• Goal: Copy out word for word the entries from the line containing "Locate every instance of the man's black" through the last of the entries, inclusive.

*** Given entries

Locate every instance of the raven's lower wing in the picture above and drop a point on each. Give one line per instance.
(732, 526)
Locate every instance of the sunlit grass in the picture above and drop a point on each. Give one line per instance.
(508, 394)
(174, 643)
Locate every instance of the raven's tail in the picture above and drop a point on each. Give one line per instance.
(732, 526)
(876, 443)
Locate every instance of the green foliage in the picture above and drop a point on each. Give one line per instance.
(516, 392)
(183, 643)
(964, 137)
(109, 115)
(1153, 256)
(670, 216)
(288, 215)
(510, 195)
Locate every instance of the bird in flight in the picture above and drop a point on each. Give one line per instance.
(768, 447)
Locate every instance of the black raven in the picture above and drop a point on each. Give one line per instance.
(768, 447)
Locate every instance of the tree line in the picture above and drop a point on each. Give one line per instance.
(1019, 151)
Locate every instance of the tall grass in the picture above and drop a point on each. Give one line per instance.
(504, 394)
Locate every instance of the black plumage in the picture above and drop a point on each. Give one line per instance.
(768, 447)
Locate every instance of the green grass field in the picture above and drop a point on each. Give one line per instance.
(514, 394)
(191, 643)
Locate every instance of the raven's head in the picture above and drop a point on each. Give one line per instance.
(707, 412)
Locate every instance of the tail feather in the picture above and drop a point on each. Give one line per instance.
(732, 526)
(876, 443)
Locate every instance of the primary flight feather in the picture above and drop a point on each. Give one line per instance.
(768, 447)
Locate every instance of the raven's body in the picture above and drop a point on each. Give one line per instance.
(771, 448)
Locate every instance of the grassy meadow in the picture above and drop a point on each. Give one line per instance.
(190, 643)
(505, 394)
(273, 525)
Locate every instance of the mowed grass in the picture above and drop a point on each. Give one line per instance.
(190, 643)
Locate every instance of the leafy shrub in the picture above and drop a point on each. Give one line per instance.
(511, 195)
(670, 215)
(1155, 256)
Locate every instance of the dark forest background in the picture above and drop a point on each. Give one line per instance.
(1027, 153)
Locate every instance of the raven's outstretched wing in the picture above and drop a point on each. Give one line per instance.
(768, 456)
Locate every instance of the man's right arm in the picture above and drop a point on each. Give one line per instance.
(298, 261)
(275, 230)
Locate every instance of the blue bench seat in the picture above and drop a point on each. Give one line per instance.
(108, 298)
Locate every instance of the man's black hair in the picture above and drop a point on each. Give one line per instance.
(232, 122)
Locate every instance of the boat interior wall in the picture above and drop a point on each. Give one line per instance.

******

• Complete output:
Locate every instance of the man's black hair in the picture above and drop a point on each. Give one line per instance.
(232, 122)
Locate every instance of the boat interior wall in the picture above and drop a point on each. Give one line per instance.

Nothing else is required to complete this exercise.